(Brief):
Write out the records beneath this line exactly as they appear, minus any images.

....

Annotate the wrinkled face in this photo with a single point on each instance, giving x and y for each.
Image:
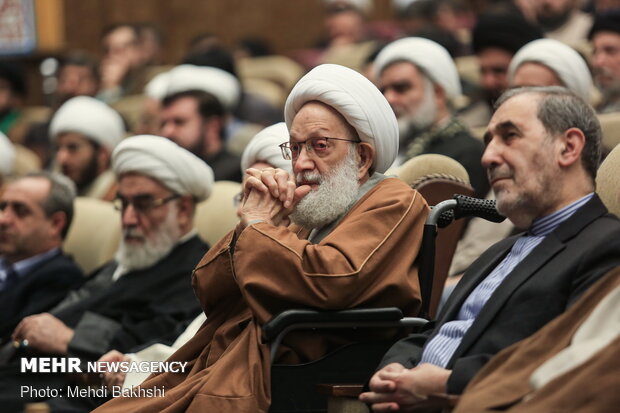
(404, 87)
(76, 80)
(77, 158)
(141, 224)
(181, 123)
(316, 120)
(494, 64)
(521, 160)
(535, 74)
(24, 227)
(606, 60)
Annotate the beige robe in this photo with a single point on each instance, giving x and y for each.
(504, 383)
(367, 260)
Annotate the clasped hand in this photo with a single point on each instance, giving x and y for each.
(269, 195)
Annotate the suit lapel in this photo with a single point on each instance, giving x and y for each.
(551, 245)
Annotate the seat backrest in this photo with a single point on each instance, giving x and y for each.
(437, 178)
(607, 183)
(94, 234)
(216, 216)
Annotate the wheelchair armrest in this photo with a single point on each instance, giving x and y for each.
(298, 319)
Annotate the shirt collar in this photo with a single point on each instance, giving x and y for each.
(545, 225)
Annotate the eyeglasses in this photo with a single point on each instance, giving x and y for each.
(237, 199)
(321, 147)
(142, 203)
(20, 209)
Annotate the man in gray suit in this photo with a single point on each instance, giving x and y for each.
(542, 153)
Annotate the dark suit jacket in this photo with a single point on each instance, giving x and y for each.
(38, 291)
(139, 307)
(542, 286)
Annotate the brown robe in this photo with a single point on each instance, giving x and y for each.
(367, 260)
(591, 387)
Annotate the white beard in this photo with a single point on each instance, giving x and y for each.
(155, 247)
(336, 193)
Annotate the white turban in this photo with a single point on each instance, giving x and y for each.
(567, 64)
(221, 84)
(163, 160)
(91, 118)
(429, 56)
(264, 148)
(7, 156)
(357, 100)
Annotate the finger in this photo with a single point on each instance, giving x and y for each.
(254, 183)
(300, 192)
(385, 407)
(269, 179)
(290, 194)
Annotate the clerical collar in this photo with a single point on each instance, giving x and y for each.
(544, 225)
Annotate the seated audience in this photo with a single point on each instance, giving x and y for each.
(543, 148)
(195, 112)
(349, 222)
(35, 215)
(495, 39)
(145, 293)
(419, 79)
(85, 131)
(569, 365)
(7, 158)
(547, 62)
(605, 38)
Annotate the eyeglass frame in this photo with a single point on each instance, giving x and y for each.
(287, 153)
(156, 203)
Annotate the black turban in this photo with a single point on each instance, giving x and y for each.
(606, 22)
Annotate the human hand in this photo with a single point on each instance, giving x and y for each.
(395, 388)
(44, 333)
(111, 379)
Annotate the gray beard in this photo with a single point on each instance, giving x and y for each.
(157, 246)
(336, 193)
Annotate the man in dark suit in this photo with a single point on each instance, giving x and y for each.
(145, 293)
(542, 152)
(35, 215)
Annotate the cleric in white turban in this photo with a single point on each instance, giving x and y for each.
(163, 160)
(263, 147)
(357, 100)
(430, 57)
(221, 84)
(563, 61)
(265, 266)
(89, 117)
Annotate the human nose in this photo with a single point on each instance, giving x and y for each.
(129, 216)
(491, 156)
(304, 161)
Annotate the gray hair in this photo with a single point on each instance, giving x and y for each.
(60, 197)
(559, 109)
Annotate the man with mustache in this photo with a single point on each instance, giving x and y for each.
(420, 81)
(145, 293)
(84, 132)
(353, 243)
(542, 152)
(605, 38)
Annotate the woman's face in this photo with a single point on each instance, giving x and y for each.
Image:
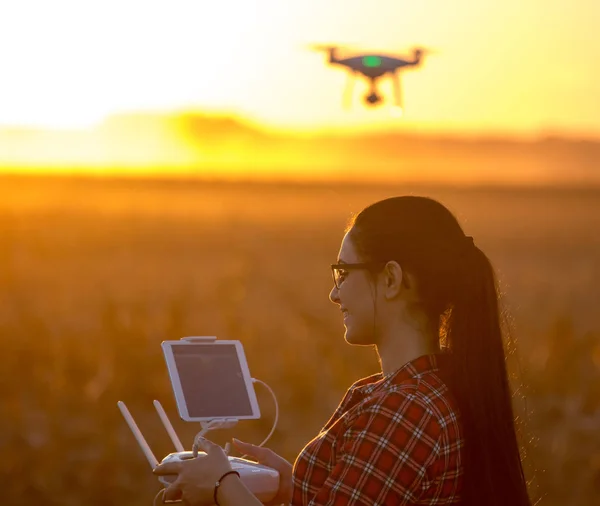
(356, 297)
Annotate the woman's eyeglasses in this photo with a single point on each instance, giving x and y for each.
(339, 271)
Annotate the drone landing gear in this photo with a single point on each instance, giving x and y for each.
(373, 98)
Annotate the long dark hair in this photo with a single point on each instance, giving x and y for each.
(459, 293)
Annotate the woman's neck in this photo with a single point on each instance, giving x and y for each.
(403, 343)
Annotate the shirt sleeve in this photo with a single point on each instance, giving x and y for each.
(386, 451)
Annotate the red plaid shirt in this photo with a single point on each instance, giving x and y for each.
(392, 440)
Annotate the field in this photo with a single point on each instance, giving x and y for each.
(94, 274)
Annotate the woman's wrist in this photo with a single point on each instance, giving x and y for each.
(219, 483)
(233, 492)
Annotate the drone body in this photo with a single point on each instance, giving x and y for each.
(373, 67)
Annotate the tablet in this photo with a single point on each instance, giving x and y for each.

....

(Response for this exercise):
Annotate the wrinkled face in this photo with a single point on each instance, giving x and y for each.
Image:
(404, 87)
(76, 80)
(77, 158)
(141, 224)
(181, 123)
(316, 120)
(494, 64)
(521, 160)
(535, 74)
(24, 227)
(606, 60)
Annotate the beige robe in this photo with a single point on each instance, giving x and y for each.
(504, 383)
(367, 260)
Annotate the clasped hand in this photo with a single point on each instance, giving x and y for each.
(269, 195)
Annotate the suit lapel in this photo with a single point on each instance, giving x and y for each.
(551, 245)
Annotate the seat backrest in this photo with a single point on each instance, giving x and y for each.
(437, 178)
(607, 183)
(94, 234)
(216, 216)
Annotate the wheelchair armrest in this photo with a single point on each instance, giving x and y for each.
(298, 319)
Annotate the shirt collar in this photo with a single point on each instance, giving x and y for each.
(545, 225)
Annotate the eyeglasses in this photo with a single point on each instance, giving x and y for each.
(237, 199)
(321, 147)
(142, 203)
(20, 209)
Annotate the man in gray suit in this photo with a single point on each instance, giving x and y for each.
(542, 153)
Annotate the dark suit jacket in this photo with a single point on each instance, giving x and y for each.
(38, 291)
(139, 307)
(542, 286)
Annotate the brown robe in this photo with a single point on each instance, giving x and y for each.
(367, 260)
(591, 387)
Annotate the white beard in this photo with a single point on each instance, giving x and y for each.
(155, 247)
(336, 193)
Annotate the white turban in this photo with a single point on each instance, giving x and y for each.
(567, 64)
(221, 84)
(163, 160)
(91, 118)
(429, 56)
(264, 148)
(7, 156)
(357, 100)
Annotate the finger in this photo with a single point on each instance, giving x and y for each.
(254, 183)
(300, 192)
(385, 407)
(269, 179)
(290, 194)
Annotate the clerical collar in this photo with a single point on each instance, giving x and y for each.
(544, 225)
Annotate the seated audience in this photo with a single point on each instance, giving x and y for each.
(543, 148)
(195, 112)
(349, 222)
(35, 215)
(495, 39)
(145, 293)
(419, 79)
(85, 131)
(569, 365)
(7, 158)
(547, 62)
(605, 38)
Annotate the eyeglass frame in this photo with a single point on each instance, giving x and y for each.
(287, 153)
(156, 203)
Annotate the black turban in this photo with a single point on each instance, giving x and y for each.
(606, 22)
Annotate the human hand in this photo with a single point on each instance, giving x and y for each.
(395, 388)
(44, 333)
(111, 379)
Annotate the gray beard in this photo with a single point on each instance, giving x and y for each.
(157, 246)
(336, 193)
Annotate the man in dark suit in this photo with a single point on each instance, giving x and y for each.
(145, 293)
(542, 152)
(35, 215)
Annotate the cleric in white turban in this photo with a single point on each instance, giving x and y for each.
(163, 160)
(263, 147)
(357, 100)
(430, 57)
(221, 84)
(563, 61)
(265, 266)
(89, 117)
Annotate the human nose in this photo with a single point on each instance, giving x and y for each.
(129, 216)
(491, 156)
(304, 161)
Annotate the gray hair in this photo with a single point on each instance, giving x and y for each.
(60, 197)
(559, 109)
Annotate the man with mustache in this photo with a single point on each instance, giving x and y for each.
(420, 81)
(145, 293)
(84, 132)
(353, 243)
(542, 152)
(605, 38)
Annotate the woman's face in this photo with a single point on each instance, giving x and y for each.
Image:
(356, 297)
Annotate the woman's eyeglasses in this photo with a single point on each instance, giving x and y for each.
(339, 271)
Annotate the drone landing gear in this photo with a single point on each instance, giving x and y for each.
(373, 98)
Annotate the long dark hair in this photo with a single point on each instance, giving x and y for each.
(459, 293)
Annotate the woman's neck in this photo with a single point on each instance, giving x and y for each.
(403, 343)
Annotate the shirt sleeve in this photo with a single point on each instance, giving x and y for each.
(386, 451)
Annotate the red plaid shirt in this photo with a single point on each instance, giving x and y for each.
(392, 440)
Annotate the field in this photo with a single point on each instance, giving x and y for each.
(94, 274)
Annotate the woman's wrist in this photo with a single point on each instance, giving x and y for each.
(219, 483)
(233, 492)
Annotate the drone body in this photo with a single point on each instance, giving x and y for each.
(373, 67)
Annotate the tablet in this photo with a single point on each instance, giving x and y for each.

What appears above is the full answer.